DOCUMENTO:
----------------------------------------
L’incrinatura (storie d’amore che si spezzano)

È un attimo. Un cric. Lo senti, perché non è vero che le metafore sono metafore: niente è più reale di loro, quando ci si mettono. È quel momento in cui lui, che stimi, che ami, dice o fa qualcosa che ti lascia perplessa. No, più di perplessa, a dire il vero se fosse un altro e non lui a dire o a fare una cosa del genere, non saresti affatto perplessa, saresti basita. Ci metteresti un fiat a fulminarlo con una occhiata assassina, e mentalmente prendere nota che quel tizio lì non lo vuoi frequentare più, nemmeno trovartelo vicino al bar mentre prendi un caffè o salirci assieme in ascensore.

Ma siccome è stato lui a farlo, e ne è beatamente inconscio, o quando chiedi spiegazioni persino fiero, quel benedetto cric lo senti, ma decidi di ignorarlo. Ridi, come se fosse una battuta, la sua, anche se hai capito a istinto che non lo è. O minimizzi, trovandogli tutte le scuse possibili o accettando anche quelle impossibili: è stanco, voleva dire qualcosa d’altro, non ha capito bene, non ho capito bene io. Neghi. Testardamente, pervicacemente. Perché tu, che lo conosci, sai che lui non è così. Ti intigni come tutti i fanatici si intignano a trovare scuse per il loro Dio. Perché il problema non è che il Dio si riveli poco divino, in fondo: l’inaccettabile è che ti sia sbagliata e che ti stia rivelando troppo umana tu.
----------------------------------------
VOCI FORNITE:
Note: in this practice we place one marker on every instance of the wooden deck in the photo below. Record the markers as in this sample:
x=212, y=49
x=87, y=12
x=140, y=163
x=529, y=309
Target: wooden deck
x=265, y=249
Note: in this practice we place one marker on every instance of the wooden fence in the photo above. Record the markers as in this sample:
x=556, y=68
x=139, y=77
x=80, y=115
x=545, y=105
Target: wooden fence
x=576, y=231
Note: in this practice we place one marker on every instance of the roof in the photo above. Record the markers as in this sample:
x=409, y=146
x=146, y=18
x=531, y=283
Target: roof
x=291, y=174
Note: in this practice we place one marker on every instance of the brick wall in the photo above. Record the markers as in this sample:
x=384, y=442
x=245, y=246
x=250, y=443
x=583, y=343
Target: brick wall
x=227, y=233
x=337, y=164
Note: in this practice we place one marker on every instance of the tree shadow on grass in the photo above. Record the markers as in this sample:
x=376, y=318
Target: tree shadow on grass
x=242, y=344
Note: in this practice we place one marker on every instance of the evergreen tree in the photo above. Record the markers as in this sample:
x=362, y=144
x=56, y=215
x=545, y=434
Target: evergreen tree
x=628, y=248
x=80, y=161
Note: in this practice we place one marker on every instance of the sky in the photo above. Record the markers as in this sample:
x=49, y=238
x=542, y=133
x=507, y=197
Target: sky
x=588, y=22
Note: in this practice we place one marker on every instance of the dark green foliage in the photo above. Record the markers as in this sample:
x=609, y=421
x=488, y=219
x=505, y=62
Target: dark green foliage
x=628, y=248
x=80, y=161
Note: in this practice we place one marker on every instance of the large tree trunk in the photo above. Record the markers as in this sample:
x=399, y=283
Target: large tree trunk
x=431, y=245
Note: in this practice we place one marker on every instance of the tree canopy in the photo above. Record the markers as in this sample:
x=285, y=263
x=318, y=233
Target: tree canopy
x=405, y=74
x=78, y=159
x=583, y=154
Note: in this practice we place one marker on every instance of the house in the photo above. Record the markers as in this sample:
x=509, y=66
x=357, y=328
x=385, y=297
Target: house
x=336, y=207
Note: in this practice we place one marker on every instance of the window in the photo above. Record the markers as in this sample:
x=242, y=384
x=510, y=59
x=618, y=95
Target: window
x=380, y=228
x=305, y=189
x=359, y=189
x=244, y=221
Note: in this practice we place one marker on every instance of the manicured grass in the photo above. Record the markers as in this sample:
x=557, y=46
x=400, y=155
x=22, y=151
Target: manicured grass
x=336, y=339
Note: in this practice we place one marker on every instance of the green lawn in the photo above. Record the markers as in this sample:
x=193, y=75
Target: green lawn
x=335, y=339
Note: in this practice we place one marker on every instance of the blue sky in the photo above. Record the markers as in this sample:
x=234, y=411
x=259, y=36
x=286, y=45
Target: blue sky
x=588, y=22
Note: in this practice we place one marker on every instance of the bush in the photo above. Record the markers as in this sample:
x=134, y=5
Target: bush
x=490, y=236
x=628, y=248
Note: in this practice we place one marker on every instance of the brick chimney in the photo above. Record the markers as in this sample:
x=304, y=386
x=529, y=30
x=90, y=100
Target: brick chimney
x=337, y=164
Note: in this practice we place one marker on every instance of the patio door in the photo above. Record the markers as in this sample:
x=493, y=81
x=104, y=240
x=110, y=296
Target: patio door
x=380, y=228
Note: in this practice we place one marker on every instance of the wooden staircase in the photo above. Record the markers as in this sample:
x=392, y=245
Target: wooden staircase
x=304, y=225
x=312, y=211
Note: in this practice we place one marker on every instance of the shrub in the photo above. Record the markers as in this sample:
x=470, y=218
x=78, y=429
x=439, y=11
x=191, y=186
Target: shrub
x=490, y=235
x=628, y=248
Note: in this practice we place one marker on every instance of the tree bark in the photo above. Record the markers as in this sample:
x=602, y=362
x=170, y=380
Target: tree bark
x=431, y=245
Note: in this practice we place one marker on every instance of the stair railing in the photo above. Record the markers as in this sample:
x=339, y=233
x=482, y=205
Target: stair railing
----------------------------------------
CONSEGNE DI LAVORO:
#1 Rispondi alle domande seguenti sul documento.
(a) Con quale parola è indicato il suono dell'incrinatura?
(b) In quali due situazioni non vorresti più trovarti accanto a «quel tizio lì»?
(c) Che cosa viene definito «l'inaccettabile»?
#2 Riporta tutte le scuse che il documento elenca dopo le parole «accettando anche quelle impossibili».
Per svolgere le attività ci si basa unicamente sul documento.

SOLUZIONI:
#1
(a) Con la parola «cric».
(b) Vicino al bar mentre prendi un caffè e in ascensore.
(c) Che ti sia sbagliata e che ti stia rivelando troppo umana tu.

#2
- è stanco
- voleva dire qualcosa d'altro
- non ha capito bene
- non ho capito bene io